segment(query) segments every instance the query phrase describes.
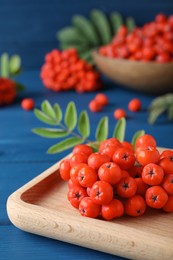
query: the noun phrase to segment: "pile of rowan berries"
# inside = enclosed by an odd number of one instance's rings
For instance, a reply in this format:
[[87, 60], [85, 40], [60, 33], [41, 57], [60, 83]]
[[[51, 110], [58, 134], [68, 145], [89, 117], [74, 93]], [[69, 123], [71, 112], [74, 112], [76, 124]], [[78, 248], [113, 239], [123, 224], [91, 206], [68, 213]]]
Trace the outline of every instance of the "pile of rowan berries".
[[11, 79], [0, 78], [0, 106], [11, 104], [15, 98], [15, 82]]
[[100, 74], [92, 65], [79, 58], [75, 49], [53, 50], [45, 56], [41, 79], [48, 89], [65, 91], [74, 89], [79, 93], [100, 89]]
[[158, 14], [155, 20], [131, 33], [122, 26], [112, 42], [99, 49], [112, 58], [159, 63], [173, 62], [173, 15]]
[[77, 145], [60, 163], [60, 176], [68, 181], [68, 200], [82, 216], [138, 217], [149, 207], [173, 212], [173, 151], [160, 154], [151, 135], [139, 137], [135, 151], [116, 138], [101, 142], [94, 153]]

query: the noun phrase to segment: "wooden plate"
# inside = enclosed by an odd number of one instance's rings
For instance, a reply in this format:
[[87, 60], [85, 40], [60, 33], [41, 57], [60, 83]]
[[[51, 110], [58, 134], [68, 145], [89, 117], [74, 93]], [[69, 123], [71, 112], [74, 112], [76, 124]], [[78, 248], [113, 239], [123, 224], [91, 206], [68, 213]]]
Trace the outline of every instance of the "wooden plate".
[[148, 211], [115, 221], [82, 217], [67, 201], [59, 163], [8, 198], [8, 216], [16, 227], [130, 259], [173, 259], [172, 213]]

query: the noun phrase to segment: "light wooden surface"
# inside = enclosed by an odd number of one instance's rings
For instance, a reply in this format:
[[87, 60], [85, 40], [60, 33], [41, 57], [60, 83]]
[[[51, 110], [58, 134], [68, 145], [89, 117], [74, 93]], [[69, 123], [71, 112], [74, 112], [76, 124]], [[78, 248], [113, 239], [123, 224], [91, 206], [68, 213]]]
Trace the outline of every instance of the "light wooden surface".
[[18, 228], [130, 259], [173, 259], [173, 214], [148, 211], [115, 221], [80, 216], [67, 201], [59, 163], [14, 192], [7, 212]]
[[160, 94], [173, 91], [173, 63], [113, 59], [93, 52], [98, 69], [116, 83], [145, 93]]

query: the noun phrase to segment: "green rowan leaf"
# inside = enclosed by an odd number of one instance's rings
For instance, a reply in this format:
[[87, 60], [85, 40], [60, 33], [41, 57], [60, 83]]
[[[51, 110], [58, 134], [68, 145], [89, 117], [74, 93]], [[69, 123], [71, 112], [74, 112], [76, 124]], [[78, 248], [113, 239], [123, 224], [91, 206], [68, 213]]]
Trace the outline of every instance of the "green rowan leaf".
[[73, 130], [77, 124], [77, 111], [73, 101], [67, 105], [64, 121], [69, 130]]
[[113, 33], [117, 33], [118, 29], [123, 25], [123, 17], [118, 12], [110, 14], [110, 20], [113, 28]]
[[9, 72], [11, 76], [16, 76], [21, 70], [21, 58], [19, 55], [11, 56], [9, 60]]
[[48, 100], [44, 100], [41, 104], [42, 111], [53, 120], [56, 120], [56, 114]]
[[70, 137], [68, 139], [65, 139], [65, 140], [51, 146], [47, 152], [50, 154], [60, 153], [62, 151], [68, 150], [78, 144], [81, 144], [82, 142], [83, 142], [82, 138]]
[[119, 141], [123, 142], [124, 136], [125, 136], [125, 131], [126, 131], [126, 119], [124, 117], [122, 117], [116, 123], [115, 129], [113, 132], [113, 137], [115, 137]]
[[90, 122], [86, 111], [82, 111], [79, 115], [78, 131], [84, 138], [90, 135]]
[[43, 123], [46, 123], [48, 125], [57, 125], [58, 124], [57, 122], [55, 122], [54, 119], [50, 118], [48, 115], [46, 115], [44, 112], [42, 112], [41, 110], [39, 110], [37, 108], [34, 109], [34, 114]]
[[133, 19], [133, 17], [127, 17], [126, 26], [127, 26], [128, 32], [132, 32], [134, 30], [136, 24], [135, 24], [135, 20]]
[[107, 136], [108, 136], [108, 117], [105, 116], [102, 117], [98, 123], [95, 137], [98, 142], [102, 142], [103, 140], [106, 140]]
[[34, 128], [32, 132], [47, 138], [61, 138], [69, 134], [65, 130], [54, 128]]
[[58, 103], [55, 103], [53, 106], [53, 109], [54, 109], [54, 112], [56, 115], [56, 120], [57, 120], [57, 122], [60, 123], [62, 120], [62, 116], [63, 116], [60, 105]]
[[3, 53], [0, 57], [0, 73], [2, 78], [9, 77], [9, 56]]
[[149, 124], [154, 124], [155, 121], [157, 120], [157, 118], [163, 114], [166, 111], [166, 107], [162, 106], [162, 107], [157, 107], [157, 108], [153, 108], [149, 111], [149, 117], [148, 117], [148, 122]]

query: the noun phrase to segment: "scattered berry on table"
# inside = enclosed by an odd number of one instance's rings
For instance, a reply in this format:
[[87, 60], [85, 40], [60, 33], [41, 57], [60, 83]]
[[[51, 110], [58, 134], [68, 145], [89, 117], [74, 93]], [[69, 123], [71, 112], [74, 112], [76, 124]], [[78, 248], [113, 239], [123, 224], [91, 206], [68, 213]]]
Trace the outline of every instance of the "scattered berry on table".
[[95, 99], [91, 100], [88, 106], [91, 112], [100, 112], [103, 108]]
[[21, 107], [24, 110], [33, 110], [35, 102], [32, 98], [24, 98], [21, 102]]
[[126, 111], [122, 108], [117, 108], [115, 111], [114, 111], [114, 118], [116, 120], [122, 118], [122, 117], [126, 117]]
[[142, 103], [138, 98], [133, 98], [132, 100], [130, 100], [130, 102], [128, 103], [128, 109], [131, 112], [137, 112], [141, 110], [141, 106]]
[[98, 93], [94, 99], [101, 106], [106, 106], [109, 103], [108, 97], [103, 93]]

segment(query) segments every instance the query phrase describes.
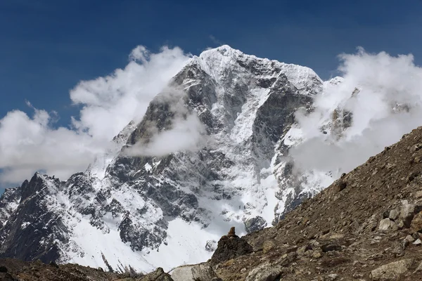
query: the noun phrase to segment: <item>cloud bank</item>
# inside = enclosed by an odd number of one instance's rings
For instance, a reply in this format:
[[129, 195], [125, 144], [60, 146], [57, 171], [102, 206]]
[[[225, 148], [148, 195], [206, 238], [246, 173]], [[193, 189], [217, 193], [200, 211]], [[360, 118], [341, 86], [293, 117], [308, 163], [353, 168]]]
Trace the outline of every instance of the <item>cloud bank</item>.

• [EXERCISE TASK]:
Reproduce the records from their beginning through the line containing "98], [15, 82]]", including that line and the requests, and multiply every coordinate in the answer outlines by 0.8, rounding each result to a whole number with halves rounded up. Leave the coordinates in the requests and their format samples unchanged, and omit the pictures.

• [TASK RESPONSE]:
segment(query) segments every instance the query phrase describes.
query: the noun phrase to segment: "pile of rowan berries"
# inside = enclosed by an odd number of one instance's rings
For instance, a reply in this format:
[[87, 60], [85, 40], [60, 33], [41, 57], [60, 83]]
[[[51, 110], [58, 134], [68, 145], [89, 117], [74, 93]], [[69, 123], [71, 112], [74, 112], [76, 124]], [[78, 248], [113, 239], [123, 224], [91, 206], [68, 213]]]
Trace the outline of every instance of the "pile of rowan berries".
[[9, 63], [0, 62], [0, 85], [9, 83], [12, 78], [12, 66]]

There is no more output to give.